*** LISTED ENTRIES

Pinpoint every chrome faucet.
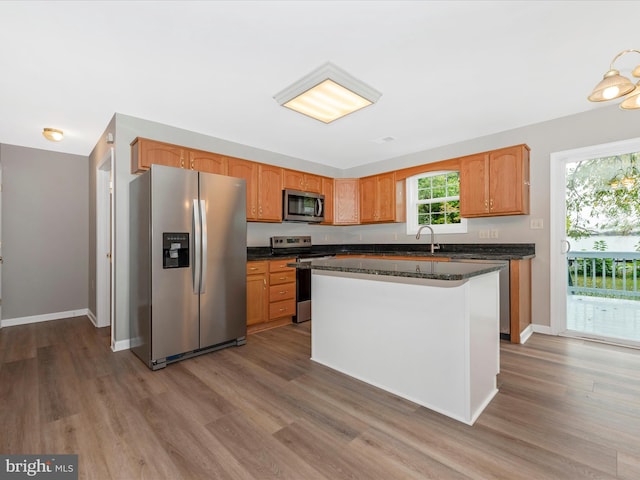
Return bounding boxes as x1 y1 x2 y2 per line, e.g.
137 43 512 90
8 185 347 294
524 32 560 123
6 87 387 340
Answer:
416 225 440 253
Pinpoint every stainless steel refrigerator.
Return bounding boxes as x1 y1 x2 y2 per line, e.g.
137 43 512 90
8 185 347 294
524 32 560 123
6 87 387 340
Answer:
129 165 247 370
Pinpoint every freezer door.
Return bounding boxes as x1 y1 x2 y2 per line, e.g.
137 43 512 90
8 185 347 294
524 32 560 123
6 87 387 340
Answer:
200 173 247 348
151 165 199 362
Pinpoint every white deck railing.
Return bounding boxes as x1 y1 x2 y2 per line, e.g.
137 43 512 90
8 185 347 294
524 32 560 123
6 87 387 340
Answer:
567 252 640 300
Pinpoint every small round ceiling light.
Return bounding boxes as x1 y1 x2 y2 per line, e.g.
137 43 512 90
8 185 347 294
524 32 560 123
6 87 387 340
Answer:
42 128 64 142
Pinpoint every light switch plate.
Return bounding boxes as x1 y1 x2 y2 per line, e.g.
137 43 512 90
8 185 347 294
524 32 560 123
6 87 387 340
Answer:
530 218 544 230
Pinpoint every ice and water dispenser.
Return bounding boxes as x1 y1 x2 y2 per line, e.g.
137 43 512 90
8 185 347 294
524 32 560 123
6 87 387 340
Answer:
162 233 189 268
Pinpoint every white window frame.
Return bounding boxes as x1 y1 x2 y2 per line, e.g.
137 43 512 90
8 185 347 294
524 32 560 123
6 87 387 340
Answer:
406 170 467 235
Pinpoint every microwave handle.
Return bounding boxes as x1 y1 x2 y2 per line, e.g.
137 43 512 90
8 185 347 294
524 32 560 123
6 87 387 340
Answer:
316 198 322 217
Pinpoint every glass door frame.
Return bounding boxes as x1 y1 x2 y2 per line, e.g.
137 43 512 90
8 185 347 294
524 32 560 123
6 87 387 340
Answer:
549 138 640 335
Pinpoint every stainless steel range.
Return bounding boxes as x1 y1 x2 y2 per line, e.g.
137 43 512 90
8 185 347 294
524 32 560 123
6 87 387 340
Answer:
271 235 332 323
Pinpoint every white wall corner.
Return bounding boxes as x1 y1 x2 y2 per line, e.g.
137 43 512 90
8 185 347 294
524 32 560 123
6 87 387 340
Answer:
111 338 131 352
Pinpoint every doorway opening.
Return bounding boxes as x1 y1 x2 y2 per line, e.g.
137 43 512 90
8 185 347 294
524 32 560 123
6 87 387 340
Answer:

******

EXERCISE OBJECTIVE
Repeat word for word every line from the first one above through the one containing "271 235 332 323", including both of those. Leave the pictures out.

TASK OUTPUT
Pinpoint every chrome faucet.
Return bounding boxes as x1 y1 x2 y2 per line, e.g.
137 43 512 90
8 185 347 294
524 32 560 123
6 87 387 340
Answer:
416 225 440 253
Pinpoint every stainless steel refrigerator.
Return bounding boxes as x1 y1 x2 y2 per line, e.g.
137 43 512 90
8 185 347 294
524 32 560 123
6 87 387 340
Answer:
129 165 247 370
Pinpoint every freezer door.
Return bounding boxes as x1 y1 x2 y2 per line, e.g.
137 43 512 90
8 185 347 294
524 32 560 123
6 87 387 340
Answer:
200 173 247 348
151 165 199 362
Pinpoint every white deck railing.
Return bounding boxes as x1 y1 x2 y2 per line, e.g.
137 43 512 90
8 185 347 294
524 32 560 123
6 87 387 340
Answer:
567 252 640 300
Pinpoint every small round ceiling light.
Return bounding boxes as x1 y1 x2 y2 per line, e.g.
137 43 512 90
8 185 347 294
524 32 560 123
6 87 387 340
Answer:
42 128 64 142
Pinpoint every light switch plate.
Return bounding boxes as x1 y1 x2 y2 per line, e.g.
137 43 512 90
8 185 347 294
524 32 560 123
6 87 387 340
Answer:
530 218 544 230
Pinpoint every ice and water dispenser.
Return bounding boxes as x1 y1 x2 y2 per line, e.g.
137 43 512 90
8 185 347 294
524 32 560 123
6 87 387 340
Answer:
162 233 189 268
Pinpoint every white window frame.
Return bounding boxes as x1 y1 x2 y2 per line, e.g.
137 43 512 90
8 185 347 294
524 32 560 123
6 87 387 340
Answer:
406 170 467 235
Pinpoint every microwave handle.
Return bounding boxes as x1 y1 x2 y2 per line, e.g.
137 43 512 90
8 185 347 294
524 32 560 123
6 87 387 340
Answer:
316 198 322 217
Pinpoint every glass door frame.
Return bounding boxes as x1 y1 x2 y2 per line, e.g.
137 43 512 90
8 185 347 294
524 32 560 123
6 87 387 340
Answer:
549 138 640 335
Pinpoint every stainless steel range.
Return bounding boxes as x1 y1 x2 y2 per line, e.g.
137 43 512 90
8 185 347 294
524 32 560 123
6 87 387 340
Answer:
271 235 332 323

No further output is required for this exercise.